WRITTEN REQUEST | Render every line of the data below as a JSON list of strings, one string per line, with blank lines omitted.

--- SUPPLIED DATA ---

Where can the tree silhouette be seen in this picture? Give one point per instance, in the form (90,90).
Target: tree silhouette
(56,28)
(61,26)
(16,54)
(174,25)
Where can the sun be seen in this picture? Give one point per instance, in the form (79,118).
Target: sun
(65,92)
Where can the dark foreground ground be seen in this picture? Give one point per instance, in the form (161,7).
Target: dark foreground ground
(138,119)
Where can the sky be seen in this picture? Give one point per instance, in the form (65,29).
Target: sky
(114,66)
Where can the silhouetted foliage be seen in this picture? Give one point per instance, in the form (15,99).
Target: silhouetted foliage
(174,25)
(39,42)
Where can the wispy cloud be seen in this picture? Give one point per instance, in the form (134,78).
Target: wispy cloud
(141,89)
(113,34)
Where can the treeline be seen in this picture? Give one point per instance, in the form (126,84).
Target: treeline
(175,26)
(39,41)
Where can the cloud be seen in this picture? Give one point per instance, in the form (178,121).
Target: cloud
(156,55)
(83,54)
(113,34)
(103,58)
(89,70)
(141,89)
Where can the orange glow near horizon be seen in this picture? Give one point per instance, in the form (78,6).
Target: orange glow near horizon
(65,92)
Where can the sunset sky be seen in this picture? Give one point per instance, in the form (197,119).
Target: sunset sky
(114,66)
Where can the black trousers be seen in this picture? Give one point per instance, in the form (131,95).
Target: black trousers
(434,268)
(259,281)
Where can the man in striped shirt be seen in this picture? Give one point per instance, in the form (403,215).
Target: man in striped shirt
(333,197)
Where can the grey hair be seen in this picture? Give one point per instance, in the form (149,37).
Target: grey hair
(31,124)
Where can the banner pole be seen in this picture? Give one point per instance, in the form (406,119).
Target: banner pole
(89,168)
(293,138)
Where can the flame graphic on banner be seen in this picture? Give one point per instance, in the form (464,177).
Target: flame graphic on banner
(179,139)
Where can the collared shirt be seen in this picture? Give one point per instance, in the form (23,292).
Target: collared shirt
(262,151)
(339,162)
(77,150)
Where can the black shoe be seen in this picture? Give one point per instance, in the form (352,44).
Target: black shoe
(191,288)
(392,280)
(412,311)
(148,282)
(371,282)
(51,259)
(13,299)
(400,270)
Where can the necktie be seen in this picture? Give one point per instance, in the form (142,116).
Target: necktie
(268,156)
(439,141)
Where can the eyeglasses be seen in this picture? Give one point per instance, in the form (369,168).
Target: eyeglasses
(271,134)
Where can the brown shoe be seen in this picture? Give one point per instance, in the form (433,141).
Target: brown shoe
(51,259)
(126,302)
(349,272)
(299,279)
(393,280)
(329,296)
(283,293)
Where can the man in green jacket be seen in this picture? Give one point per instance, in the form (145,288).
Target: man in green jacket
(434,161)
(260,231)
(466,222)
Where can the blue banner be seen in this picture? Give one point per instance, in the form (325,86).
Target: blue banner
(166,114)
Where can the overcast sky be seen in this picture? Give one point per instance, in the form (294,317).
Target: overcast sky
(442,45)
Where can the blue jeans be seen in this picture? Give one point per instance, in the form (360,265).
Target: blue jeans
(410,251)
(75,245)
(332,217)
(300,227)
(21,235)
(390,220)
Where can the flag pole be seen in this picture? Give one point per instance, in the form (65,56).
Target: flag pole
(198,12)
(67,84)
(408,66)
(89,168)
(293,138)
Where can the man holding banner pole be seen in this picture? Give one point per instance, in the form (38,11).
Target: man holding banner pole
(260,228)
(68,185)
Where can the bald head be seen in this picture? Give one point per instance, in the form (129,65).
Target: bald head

---

SOLVED PROBLEM |
[
  "Where can the tree silhouette be seen in this picture? Give one point per instance, in the form (90,90).",
  "Target: tree silhouette",
  "(56,28)",
  "(61,26)",
  "(16,54)",
  "(174,25)",
  "Where can the sun be seen in this picture? Give one point per instance, in the form (79,118).",
  "Target: sun",
  "(65,92)",
  "Where can the dark foreground ground be seen in this picture? Give one point per instance, in the form (161,7).",
  "Target: dark foreground ground",
  "(138,119)",
  "Where can the sky be seen in this picture? Give one point per instance, in the form (65,29).",
  "Target: sky",
  "(114,66)",
  "Where can the silhouetted foliage be seen in this picture? Give one point per instance, in the form (15,99).",
  "Target: silhouetted foliage",
  "(174,25)",
  "(39,42)",
  "Where can the wispy cloud be seen in this picture? Give one point per instance, in the form (134,78).",
  "Target: wispy cloud",
  "(141,89)",
  "(113,34)",
  "Where can the treeline be seen in this picture? Give one point per instance, in the form (126,84).",
  "Target: treeline",
  "(175,26)",
  "(39,41)",
  "Where can the cloud be seen in this picture? Give one point per instance, in the form (178,121).",
  "Target: cloud",
  "(156,55)",
  "(83,54)",
  "(113,34)",
  "(103,58)",
  "(89,70)",
  "(141,89)",
  "Where can the orange glow near horizon be seen in this picture? Give one point per instance, in the form (78,6).",
  "Target: orange glow near horizon",
  "(65,92)",
  "Where can the sunset sky be seen in this picture? Give one point per instance, in the form (197,119).",
  "Target: sunset sky",
  "(114,66)",
  "Where can the black trousers be seen in this picture? Give one point per instance, in the form (131,95).",
  "Target: black trousers",
  "(434,268)",
  "(259,281)",
  "Where can the man in striped shirt be seen in this picture? Give one point per instance, in the form (403,215).",
  "Target: man in striped shirt",
  "(333,197)",
  "Where can the grey hair be seen in this picture? Give one point per instance, in the form (149,37).",
  "Target: grey hair",
  "(31,124)",
  "Where can the banner pole be seen in this picture? Give one point per instance, in the form (406,119).",
  "Target: banner pole",
  "(89,168)",
  "(293,138)",
  "Where can the flame graphic on banner be seen in this picture? Give one point per instance, in the form (464,177).",
  "Target: flame graphic on banner",
  "(179,139)",
  "Where can the collared shirt be seen in this picture? Give one point per instance, in the form (23,292).",
  "Target: collared shirt",
  "(262,151)",
  "(339,162)",
  "(77,150)",
  "Where can the black shoe be seen in this picture? Give one point per instance, in the form (352,44).",
  "Target: black shoe",
  "(191,288)",
  "(392,280)",
  "(412,311)",
  "(148,282)",
  "(371,282)",
  "(51,259)",
  "(13,299)",
  "(400,270)",
  "Where can the necktie be seen in this picture? Give one point per instance, in the form (142,116).",
  "Target: necktie",
  "(268,156)",
  "(439,141)",
  "Where can the eyeglasses be seen in this picture? Give one point per instance, in the form (369,168).",
  "Target: eyeglasses",
  "(271,134)",
  "Where can the brown shoe be seen in this picture? Give one point per instance, in the form (433,141).",
  "Target: brown shoe",
  "(51,259)",
  "(126,302)",
  "(349,272)",
  "(299,279)",
  "(393,280)",
  "(329,296)",
  "(283,293)",
  "Where can the man in green jacket be seen in this picture? Give one point per instance, in the form (145,288).",
  "Target: man in green jacket",
  "(434,161)",
  "(260,231)",
  "(466,222)",
  "Where can the blue banner be seen in this picture? Give one point per instance, in the form (325,86).",
  "Target: blue banner",
  "(166,114)",
  "Where can the overcast sky be seen in this picture? Give one point per instance, in the form (294,317).",
  "Target: overcast sky",
  "(442,45)",
  "Where can the blue jeans be seen in this picture? Give one point per instance, in the form (360,265).",
  "Target: blue jeans",
  "(410,251)",
  "(75,245)",
  "(332,217)",
  "(300,227)",
  "(21,235)",
  "(390,220)",
  "Where can the flag pole be seen in this picture? Give one point per instance, in the form (65,56).",
  "Target: flag pole",
  "(198,12)",
  "(67,84)",
  "(408,66)",
  "(89,168)",
  "(293,138)",
  "Where can the man holding banner pole be seen in this picture? Give one point per instance, in the form (38,11).",
  "Target: man holding banner pole",
  "(260,228)",
  "(68,185)",
  "Where can the bald head be seen in this picture? Give one point per instance, in the form (129,65).",
  "Target: bald head"
]